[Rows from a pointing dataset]
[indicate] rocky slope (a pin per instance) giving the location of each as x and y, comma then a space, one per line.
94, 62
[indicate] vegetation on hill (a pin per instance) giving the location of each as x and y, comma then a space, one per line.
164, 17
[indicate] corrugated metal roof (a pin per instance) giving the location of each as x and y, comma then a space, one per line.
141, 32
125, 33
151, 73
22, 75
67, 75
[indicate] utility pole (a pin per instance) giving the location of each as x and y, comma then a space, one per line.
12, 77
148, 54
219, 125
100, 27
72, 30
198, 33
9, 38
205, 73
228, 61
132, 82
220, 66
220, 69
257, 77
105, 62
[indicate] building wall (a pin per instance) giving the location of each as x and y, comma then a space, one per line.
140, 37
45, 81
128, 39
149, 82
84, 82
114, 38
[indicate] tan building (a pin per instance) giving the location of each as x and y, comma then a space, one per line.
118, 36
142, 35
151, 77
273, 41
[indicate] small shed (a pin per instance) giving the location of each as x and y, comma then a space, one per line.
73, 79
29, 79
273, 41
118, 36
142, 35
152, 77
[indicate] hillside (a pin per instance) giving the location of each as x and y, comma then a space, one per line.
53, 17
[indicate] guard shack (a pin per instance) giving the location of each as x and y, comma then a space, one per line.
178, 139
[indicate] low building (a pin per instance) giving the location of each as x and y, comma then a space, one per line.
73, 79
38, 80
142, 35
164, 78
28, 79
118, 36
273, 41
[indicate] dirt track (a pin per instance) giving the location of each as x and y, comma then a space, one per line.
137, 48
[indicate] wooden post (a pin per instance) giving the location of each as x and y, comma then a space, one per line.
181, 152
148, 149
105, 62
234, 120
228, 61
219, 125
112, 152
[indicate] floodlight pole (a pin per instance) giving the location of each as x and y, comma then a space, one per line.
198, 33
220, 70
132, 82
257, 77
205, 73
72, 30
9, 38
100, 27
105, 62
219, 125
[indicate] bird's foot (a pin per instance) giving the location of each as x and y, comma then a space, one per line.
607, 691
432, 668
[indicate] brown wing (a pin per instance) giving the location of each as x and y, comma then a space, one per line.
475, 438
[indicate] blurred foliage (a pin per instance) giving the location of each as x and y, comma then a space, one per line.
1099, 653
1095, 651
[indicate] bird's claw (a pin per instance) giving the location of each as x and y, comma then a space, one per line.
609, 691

> What to work on
Render every line of the data above as a JSON list of strings, with one string per line and any blank lines omitted.

> Task result
[
  "[indicate] rocky slope (a pin per instance) giving the location of each as x and y, comma then a space, one per line.",
  "94, 62",
  "[indicate] vegetation on hill (a pin per instance) giving the location of each as x and y, comma then a space, one per line.",
  "164, 17",
  "[indicate] corrugated metal roof (a pin per instance) giving the location of each as x and y, comma then a space, one per line.",
  "141, 32",
  "125, 33",
  "151, 73",
  "22, 75",
  "67, 75",
  "[indicate] utility pole (a pin per instance) giving the location of each as x and y, comma then a space, one per line.",
  "12, 77",
  "148, 54",
  "219, 125",
  "100, 27",
  "72, 30",
  "198, 33",
  "9, 38",
  "205, 73",
  "228, 61",
  "132, 82",
  "220, 66",
  "220, 69",
  "257, 77",
  "105, 62",
  "[indicate] building wall (a pin per instance) giving the location of each as x and y, comma then a space, one per line.",
  "140, 37",
  "45, 81",
  "128, 39",
  "149, 82",
  "84, 82",
  "114, 38",
  "[indicate] tan building (a pin per instance) giving the location of each as x and y, comma then a space, one per line.",
  "118, 36",
  "142, 35",
  "151, 77",
  "273, 41",
  "[indicate] small shed (a pin per instance) giving the location of each as x and y, comma then a space, one per line.",
  "73, 79",
  "29, 79",
  "273, 41",
  "118, 36",
  "142, 35",
  "152, 77",
  "[indicate] hillside (a pin per instance) giving the location of each as x and y, comma then a space, one per line.",
  "53, 17",
  "[indicate] guard shack (a pin per instance) giving the location of each as x and y, comma then a space, one per line.",
  "178, 139",
  "[indicate] low building (a pin per instance) giving the location of each as x and y, comma then a space, one per line.",
  "73, 79",
  "38, 80",
  "142, 35",
  "164, 78",
  "28, 79",
  "118, 36",
  "273, 41",
  "[indicate] dirt track (a pin per instance) giving the location of each as x and y, comma then a space, one per line.",
  "137, 48",
  "[indicate] wooden post (a pin per instance) giving the location of each as x and y, comma then a space, one per line.",
  "181, 152",
  "148, 149",
  "105, 62",
  "234, 120",
  "228, 61",
  "219, 125",
  "112, 152",
  "[indicate] floodlight pole (a pin per instance) giving the location of each as x and y, comma then a space, one per line.",
  "198, 33",
  "220, 70",
  "132, 82",
  "257, 77",
  "205, 73",
  "72, 30",
  "9, 38",
  "100, 27",
  "105, 62",
  "219, 125",
  "[indicate] bird's foot (a pin per instance) giving the location of each as x and y, comma then a space, one per line.",
  "607, 691",
  "432, 668",
  "[indicate] brown wing (a pin per instance) giving the location of each as x and y, comma then a space, one per line.",
  "475, 438",
  "[indicate] blurred foliage (a pin per instance) giving the location of each as x and y, comma then a space, one per line.",
  "1099, 653",
  "1095, 651",
  "[indicate] bird's claw (a pin per instance) giving the location of each as x and y, comma then a space, one per line.",
  "609, 691"
]